- DIRECTIONS: Quote each of the rows below verbatim, reproducing every line in its original order without alteration.

================================

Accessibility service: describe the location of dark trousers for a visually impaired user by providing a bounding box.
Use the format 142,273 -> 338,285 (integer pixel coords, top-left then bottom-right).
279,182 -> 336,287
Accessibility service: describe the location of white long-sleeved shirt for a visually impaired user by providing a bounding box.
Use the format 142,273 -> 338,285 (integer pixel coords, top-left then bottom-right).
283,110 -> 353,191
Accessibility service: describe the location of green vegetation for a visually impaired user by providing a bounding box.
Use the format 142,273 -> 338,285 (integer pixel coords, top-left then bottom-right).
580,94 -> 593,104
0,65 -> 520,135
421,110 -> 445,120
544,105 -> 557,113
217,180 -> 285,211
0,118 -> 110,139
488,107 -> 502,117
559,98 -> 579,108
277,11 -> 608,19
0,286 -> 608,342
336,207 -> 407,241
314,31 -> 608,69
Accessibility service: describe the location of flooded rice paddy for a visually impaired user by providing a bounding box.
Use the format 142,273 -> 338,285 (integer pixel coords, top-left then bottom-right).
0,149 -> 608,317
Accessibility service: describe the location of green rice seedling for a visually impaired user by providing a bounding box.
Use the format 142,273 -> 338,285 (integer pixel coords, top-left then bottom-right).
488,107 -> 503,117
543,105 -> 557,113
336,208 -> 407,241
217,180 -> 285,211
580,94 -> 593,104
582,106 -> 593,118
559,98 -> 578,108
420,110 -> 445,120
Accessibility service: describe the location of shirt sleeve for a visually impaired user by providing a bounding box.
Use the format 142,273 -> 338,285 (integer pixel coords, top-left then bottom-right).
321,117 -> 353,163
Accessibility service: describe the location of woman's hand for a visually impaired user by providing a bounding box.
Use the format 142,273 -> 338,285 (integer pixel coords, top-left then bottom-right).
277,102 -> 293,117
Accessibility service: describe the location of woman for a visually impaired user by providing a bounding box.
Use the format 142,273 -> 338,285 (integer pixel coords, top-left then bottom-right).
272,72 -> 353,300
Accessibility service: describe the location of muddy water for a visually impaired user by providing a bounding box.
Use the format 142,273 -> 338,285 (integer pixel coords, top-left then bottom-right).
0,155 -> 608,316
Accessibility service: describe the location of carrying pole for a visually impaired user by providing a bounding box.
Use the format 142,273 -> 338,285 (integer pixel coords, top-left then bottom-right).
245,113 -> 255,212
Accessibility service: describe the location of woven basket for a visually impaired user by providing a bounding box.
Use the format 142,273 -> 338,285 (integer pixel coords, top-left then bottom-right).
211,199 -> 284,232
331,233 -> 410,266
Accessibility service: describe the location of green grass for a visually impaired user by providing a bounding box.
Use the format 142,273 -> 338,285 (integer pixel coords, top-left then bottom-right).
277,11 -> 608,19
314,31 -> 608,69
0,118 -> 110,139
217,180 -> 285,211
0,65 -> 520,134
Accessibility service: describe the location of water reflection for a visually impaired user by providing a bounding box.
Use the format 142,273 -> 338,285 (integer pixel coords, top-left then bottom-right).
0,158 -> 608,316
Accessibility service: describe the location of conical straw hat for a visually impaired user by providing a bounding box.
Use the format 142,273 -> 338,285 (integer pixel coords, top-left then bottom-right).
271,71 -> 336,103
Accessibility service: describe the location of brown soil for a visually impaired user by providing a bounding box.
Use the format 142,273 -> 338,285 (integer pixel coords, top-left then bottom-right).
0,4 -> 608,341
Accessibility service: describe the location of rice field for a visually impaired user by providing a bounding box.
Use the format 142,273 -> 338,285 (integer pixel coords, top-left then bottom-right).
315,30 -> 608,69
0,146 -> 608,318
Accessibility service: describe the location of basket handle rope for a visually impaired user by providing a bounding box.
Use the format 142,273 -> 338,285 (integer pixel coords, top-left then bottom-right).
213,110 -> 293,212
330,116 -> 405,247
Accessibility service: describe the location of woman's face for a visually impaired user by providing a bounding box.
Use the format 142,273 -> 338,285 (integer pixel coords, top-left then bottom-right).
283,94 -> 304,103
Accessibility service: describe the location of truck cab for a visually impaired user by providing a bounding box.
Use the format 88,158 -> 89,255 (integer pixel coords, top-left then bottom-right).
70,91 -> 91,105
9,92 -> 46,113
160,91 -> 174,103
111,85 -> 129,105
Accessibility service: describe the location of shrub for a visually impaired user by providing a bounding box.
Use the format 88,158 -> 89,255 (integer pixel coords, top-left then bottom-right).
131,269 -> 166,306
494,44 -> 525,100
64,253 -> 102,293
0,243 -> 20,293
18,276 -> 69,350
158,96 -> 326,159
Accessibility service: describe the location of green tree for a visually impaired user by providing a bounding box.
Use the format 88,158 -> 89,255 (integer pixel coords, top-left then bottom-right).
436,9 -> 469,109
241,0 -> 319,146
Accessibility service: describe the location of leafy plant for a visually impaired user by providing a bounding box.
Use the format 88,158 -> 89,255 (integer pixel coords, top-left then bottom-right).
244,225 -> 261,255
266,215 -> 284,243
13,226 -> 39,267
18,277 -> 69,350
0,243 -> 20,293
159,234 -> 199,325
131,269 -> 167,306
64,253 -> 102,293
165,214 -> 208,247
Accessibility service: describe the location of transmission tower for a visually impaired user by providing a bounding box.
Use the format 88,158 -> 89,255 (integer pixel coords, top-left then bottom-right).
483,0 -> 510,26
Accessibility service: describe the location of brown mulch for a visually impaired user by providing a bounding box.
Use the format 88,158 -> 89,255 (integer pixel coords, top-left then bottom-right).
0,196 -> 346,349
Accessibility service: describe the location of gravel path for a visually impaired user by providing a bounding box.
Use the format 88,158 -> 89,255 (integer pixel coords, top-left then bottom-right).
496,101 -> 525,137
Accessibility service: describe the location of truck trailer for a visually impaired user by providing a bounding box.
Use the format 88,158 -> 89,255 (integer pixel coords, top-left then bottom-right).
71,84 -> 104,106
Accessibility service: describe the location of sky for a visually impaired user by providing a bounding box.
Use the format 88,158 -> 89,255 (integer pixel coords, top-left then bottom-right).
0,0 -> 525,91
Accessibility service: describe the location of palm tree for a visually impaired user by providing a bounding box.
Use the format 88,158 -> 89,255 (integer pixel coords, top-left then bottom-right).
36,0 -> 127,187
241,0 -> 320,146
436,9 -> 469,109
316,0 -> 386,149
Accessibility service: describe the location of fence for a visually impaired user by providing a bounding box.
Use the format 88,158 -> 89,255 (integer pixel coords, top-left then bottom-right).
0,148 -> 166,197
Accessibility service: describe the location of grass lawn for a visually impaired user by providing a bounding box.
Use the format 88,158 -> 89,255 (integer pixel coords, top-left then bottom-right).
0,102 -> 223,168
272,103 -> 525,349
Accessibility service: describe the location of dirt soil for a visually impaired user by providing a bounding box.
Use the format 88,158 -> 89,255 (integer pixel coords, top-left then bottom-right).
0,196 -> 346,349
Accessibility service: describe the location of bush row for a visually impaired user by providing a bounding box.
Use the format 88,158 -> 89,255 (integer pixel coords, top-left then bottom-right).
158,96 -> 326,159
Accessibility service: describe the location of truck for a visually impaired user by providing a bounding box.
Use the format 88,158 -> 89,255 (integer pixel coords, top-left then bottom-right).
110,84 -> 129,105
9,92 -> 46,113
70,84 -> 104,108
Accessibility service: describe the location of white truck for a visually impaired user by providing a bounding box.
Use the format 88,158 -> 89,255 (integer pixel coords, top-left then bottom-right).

================================

- EXERCISE RESPONSE:
Accessibility service: describe the location of dark trousers for a visually impaired user by providing a bounding box.
Use the format 142,273 -> 338,285 (integer pixel coords, top-left then bottom-right).
279,182 -> 336,287
Accessibility service: describe the location of white long-sleeved shirt for a visually impaired user by providing a bounding box.
Use the format 142,273 -> 338,285 (integer pixel coords, top-left then bottom-right).
283,110 -> 353,191
Accessibility service: describe the location of green vegetation for a visually impaired user by providing a bounding box.
Use the format 142,273 -> 338,285 (integer pixel coords, top-left then bottom-right).
580,94 -> 593,104
0,65 -> 520,135
421,110 -> 445,120
544,105 -> 557,113
217,180 -> 285,211
0,118 -> 110,139
488,107 -> 502,117
559,98 -> 579,108
277,11 -> 608,19
0,286 -> 608,342
336,207 -> 407,241
314,31 -> 608,69
Accessibility service: describe the location of flooded rice paddy for a visually impaired user by providing a bounding box.
Use the format 142,273 -> 338,285 (integer pixel coords, top-left then bottom-right).
0,149 -> 608,317
Accessibility service: describe the location of green rice seedling for a visually impaired user by providing a bounding box.
Use the format 142,273 -> 338,285 (integer pixel coords, top-left then bottom-right).
488,107 -> 503,117
543,105 -> 557,113
336,208 -> 407,241
217,180 -> 285,211
580,94 -> 593,104
582,106 -> 593,118
559,98 -> 578,108
420,110 -> 445,120
Accessibility service: describe the location of shirt sleeve for a visually impaired user by providing a bounding box.
Use the format 142,273 -> 338,285 (integer pixel coords, top-left then bottom-right).
321,117 -> 353,163
Accessibility service: describe the location of woman's hand for a visually impaired user by providing a bounding box.
Use the format 142,273 -> 338,285 (integer pixel coords, top-left then bottom-right).
277,102 -> 293,117
Accessibility service: describe the location of woman for a visually impaired user by providing a bounding box.
Use the format 142,273 -> 338,285 (integer pixel coords, top-left then bottom-right).
272,72 -> 353,300
Accessibility service: describe the location of muddy water for a visually impaired user by providing a bounding box.
Use the format 142,273 -> 338,285 (integer pixel coords, top-left then bottom-right).
0,155 -> 608,316
Accessibility service: describe the location of carrying pole for a visually impaired user by providing a bounding box.
Use the format 142,273 -> 338,285 (integer pixel coords, top-left then bottom-right).
245,113 -> 255,212
Accessibility service: describe the location of woven basket for a visually impaired user by providing a bounding box.
Use the format 142,273 -> 338,285 (integer pixel coords, top-left then bottom-right).
211,199 -> 284,232
331,233 -> 410,266
Accessibility service: describe the location of green grass for a visually impaired user by providing a bounding box.
Use the format 142,273 -> 338,285 (integer pixel coords, top-left then bottom-right).
277,11 -> 608,19
314,31 -> 608,69
0,118 -> 110,139
217,180 -> 285,211
0,65 -> 520,134
Accessibility service: describe the location of water reflection for a visually impaired user by providing a bounding box.
Use the format 142,273 -> 338,285 (integer pixel coords, top-left then bottom-right).
0,158 -> 608,316
Accessibility service: describe the location of conical straw hat for a visually impaired user by providing a bounding box.
Use the format 142,273 -> 338,285 (integer pixel coords, top-left then bottom-right).
271,71 -> 336,103
Accessibility service: describe the location of brown soil for a visually impaired user by providing a bounding box.
Use the format 142,273 -> 338,285 (integer pixel coords, top-left then bottom-right).
0,4 -> 608,341
Accessibility service: describe the location of rice field for a visually impaired user by providing a bounding box.
Use the format 142,273 -> 338,285 (integer pixel coords, top-left then bottom-right).
315,30 -> 608,69
0,146 -> 608,318
Accessibility service: describe the location of basket handle rope for a visually impaired user by providing a bounding box.
Use the format 142,273 -> 338,285 (integer pixel coords, top-left then bottom-right).
213,110 -> 293,212
330,116 -> 405,247
Accessibility service: describe the location of woman's face for a visually impaired user by providing a bounding box.
Use the format 142,273 -> 338,285 (integer pixel coords, top-left then bottom-right).
283,94 -> 304,103
Accessibility service: describe the location of truck cab for a visually impaired user by providing a bounding box.
Use the format 88,158 -> 89,255 (integer pixel coords, top-left then bottom-right).
70,91 -> 91,105
9,92 -> 46,113
160,91 -> 174,103
111,85 -> 129,105
Accessibility service: describe the location of shrub for a visually impaired user by providing a bounding box.
Use the format 88,158 -> 89,255 (integer pixel coords, top-left then bottom-right).
131,269 -> 166,306
494,44 -> 525,100
64,253 -> 102,293
0,243 -> 20,293
18,276 -> 69,350
158,96 -> 326,159
Accessibility service: describe the location of green tree for a visually impaired user by providing a bounding box.
Use the format 88,158 -> 89,255 (integer pixel coords, top-left then bottom-right).
436,9 -> 469,109
241,0 -> 319,146
Accessibility service: describe the location of leafy plant for a visually impaired user by providing a bounding box.
Use the format 88,158 -> 89,255 (integer pixel coords, top-left then bottom-right).
244,225 -> 261,255
266,215 -> 284,243
13,226 -> 39,267
18,277 -> 69,350
0,243 -> 20,293
159,234 -> 199,325
131,269 -> 167,306
64,253 -> 102,293
165,214 -> 208,247
Accessibility service: describe the location of transmission tower for a visually impaired user by providing a bounding box.
Use the format 88,158 -> 89,255 (integer pixel coords, top-left then bottom-right).
483,0 -> 510,26
Accessibility service: describe the location of brown mulch for a visually impaired user by providing a bounding box.
Use the format 88,158 -> 89,255 (integer pixel coords, top-left then bottom-right).
0,196 -> 346,349
Accessibility service: describe the location of gravel path for a visually impaired user by providing a bounding box.
Use the format 88,158 -> 89,255 (integer pixel coords, top-left then bottom-right).
496,101 -> 525,137
Accessibility service: describe the location of truck trailer for a visually impaired user by providing a bounding box.
Use the format 88,158 -> 89,255 (integer pixel coords, top-left then bottom-right).
71,84 -> 104,106
Accessibility service: describe the location of sky for a visually impaired user by providing a bounding box.
Use the format 88,158 -> 89,255 (integer pixel coords, top-left then bottom-right).
0,0 -> 525,91
Accessibility service: describe the location of palm tree for a visually impaired user by providing a bounding box.
Use the format 88,158 -> 89,255 (integer pixel coords, top-left then bottom-right).
36,0 -> 127,187
241,0 -> 320,146
436,9 -> 469,109
316,0 -> 386,149
Accessibility service: describe the location of fence for a visually impaired user by providing a bounding box.
Use the format 88,158 -> 89,255 (integer pixel coords, top-left then bottom-right).
0,148 -> 166,197
Accessibility service: describe the location of grass lawn for a visually impaired user by providing a bounding box.
Use the format 88,158 -> 89,255 (integer pixel coords, top-left then bottom-right).
0,102 -> 223,168
272,103 -> 525,349
Accessibility service: describe the location of dirt soil for a visually impaired user by providing a bounding box.
Use the format 88,158 -> 89,255 (integer pixel coords, top-left then bottom-right).
0,196 -> 346,349
Accessibility service: describe the location of bush row for a visually impaired user by providing a bounding box.
Use the format 88,158 -> 89,255 (integer pixel coords, top-left then bottom-right).
158,96 -> 326,159
Accessibility service: describe the location of truck for a visually impaired user by providing a bounding box.
Use the format 88,158 -> 89,255 (integer pixel coords, top-left then bottom-right).
110,84 -> 129,105
9,92 -> 46,113
70,84 -> 104,108
Accessibility service: describe the location of white truck for a visually impaired user by providing a bounding box.
Use the format 88,158 -> 89,255 (integer pixel coords, top-left then bottom-right).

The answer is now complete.